In the records below, locate the line containing "Pick out each instance of the sunlit", then output that line and all later lines exactly, through the last one.
[BEGIN]
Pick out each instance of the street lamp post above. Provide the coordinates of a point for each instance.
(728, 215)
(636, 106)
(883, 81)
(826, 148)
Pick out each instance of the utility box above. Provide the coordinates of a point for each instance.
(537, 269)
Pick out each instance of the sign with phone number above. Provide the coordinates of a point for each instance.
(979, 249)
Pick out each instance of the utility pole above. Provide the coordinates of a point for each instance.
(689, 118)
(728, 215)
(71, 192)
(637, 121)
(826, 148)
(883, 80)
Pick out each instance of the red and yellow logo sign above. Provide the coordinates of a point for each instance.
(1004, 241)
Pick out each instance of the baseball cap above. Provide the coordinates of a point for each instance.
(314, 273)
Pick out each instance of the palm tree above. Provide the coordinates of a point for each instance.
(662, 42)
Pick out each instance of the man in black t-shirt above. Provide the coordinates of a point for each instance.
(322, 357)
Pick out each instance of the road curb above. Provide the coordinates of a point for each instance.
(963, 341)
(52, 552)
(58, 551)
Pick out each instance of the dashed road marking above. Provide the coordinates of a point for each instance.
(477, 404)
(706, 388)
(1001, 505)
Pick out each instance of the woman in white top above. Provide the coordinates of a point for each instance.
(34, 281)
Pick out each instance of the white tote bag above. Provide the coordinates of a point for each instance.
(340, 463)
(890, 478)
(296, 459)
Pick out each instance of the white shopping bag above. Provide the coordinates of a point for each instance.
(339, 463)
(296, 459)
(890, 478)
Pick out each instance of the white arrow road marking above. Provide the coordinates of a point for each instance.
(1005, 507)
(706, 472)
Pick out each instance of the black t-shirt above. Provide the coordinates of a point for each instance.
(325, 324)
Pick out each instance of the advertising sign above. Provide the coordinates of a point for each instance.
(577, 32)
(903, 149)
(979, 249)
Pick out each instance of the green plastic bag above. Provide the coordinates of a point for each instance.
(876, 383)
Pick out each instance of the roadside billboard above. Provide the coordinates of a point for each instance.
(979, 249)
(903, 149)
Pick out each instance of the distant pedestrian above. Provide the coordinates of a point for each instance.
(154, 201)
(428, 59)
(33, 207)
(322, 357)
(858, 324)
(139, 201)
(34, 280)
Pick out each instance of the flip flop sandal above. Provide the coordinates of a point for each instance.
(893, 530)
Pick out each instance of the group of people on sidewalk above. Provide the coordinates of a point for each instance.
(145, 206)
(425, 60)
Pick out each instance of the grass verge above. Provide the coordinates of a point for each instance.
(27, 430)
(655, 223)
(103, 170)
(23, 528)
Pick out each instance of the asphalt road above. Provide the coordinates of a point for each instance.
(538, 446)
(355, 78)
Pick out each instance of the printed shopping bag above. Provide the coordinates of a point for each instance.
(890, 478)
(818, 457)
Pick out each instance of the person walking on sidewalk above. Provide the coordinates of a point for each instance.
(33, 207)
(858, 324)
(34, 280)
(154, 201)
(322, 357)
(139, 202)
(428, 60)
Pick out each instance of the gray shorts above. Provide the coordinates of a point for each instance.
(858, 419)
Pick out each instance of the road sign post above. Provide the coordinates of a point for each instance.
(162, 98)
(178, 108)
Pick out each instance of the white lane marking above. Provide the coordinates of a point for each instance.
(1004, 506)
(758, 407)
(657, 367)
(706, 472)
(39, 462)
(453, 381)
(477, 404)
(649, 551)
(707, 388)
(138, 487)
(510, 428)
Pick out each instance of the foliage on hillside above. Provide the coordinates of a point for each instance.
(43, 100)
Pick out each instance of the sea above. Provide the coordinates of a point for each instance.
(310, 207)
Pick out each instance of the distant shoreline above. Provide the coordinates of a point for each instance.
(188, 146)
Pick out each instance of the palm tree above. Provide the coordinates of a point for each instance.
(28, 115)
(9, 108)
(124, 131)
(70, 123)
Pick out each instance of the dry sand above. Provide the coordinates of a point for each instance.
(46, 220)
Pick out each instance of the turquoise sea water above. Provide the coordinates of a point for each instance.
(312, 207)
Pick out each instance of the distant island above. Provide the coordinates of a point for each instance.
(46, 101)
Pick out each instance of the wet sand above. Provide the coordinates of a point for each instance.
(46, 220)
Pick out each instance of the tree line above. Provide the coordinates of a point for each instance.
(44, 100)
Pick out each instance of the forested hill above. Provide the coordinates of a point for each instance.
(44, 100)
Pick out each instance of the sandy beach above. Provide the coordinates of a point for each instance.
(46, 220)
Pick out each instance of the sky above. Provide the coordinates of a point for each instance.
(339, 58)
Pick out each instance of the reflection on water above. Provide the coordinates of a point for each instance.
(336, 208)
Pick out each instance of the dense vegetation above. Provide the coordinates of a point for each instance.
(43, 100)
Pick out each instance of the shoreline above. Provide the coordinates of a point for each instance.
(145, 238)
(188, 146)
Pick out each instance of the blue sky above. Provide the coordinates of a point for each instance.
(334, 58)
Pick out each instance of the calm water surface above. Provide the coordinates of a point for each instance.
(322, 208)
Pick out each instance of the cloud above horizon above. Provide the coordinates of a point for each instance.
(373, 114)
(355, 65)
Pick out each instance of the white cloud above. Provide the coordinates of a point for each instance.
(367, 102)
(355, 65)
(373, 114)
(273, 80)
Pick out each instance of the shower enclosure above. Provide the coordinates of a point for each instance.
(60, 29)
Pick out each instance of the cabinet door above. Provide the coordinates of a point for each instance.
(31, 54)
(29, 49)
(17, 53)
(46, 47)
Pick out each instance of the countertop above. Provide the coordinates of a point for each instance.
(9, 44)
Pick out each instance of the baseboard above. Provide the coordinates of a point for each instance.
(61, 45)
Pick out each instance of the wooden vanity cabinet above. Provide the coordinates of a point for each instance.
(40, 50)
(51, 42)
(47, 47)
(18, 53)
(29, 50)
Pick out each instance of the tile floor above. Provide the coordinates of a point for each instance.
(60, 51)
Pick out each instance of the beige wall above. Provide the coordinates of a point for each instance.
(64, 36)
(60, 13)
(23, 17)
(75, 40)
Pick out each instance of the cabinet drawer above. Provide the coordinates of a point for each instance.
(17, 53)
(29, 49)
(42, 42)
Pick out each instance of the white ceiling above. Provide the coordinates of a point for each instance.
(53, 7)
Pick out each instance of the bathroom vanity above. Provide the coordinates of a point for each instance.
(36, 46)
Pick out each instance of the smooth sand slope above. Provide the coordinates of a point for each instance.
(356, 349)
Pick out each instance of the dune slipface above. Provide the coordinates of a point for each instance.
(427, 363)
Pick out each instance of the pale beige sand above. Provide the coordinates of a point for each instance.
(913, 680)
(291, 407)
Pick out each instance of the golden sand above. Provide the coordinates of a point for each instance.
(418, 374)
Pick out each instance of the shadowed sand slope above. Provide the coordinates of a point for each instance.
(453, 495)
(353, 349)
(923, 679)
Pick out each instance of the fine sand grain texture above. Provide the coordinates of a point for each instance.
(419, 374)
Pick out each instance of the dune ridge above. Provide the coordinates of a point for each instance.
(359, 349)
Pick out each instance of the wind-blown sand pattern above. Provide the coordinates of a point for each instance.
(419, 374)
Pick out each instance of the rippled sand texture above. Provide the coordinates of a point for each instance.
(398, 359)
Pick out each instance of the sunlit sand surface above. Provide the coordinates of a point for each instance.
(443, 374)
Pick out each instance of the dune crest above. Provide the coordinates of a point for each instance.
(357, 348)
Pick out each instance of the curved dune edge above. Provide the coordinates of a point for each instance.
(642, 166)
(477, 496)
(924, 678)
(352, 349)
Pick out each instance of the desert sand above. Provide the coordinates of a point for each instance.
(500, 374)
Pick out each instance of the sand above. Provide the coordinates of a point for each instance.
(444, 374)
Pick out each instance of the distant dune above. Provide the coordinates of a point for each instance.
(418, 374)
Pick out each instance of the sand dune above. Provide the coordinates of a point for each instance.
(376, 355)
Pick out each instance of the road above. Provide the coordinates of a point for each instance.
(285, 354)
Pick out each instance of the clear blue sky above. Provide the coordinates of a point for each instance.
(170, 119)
[END]
WRITTEN RESPONSE:
Pick out each instance of the sunlit sand surface above. Provide the coordinates of a point for each instance.
(443, 374)
Pick out each instance of the dune crest above. Provide the coordinates of a point for each instance.
(357, 348)
Pick out each instance of the curved dune edge above. Provide the coordinates of a point for each instance.
(642, 166)
(477, 496)
(924, 678)
(352, 349)
Pick out each instance of the desert sand above. Provide the coordinates of a point for each instance.
(500, 374)
Pick out each instance of the sand above. Provide the coordinates of a point for each instance.
(444, 374)
Pick out each instance of the distant dune above. Provide the coordinates of a point for each instance.
(418, 374)
Pick out each instance of the sand dune above. Provide the coordinates of a point for each instance.
(376, 355)
Pick out each instance of the road above. Provide the coordinates of a point for each instance.
(285, 354)
Pick out each instance of the clear blue sky above. Provide the coordinates of a point for each instance.
(170, 119)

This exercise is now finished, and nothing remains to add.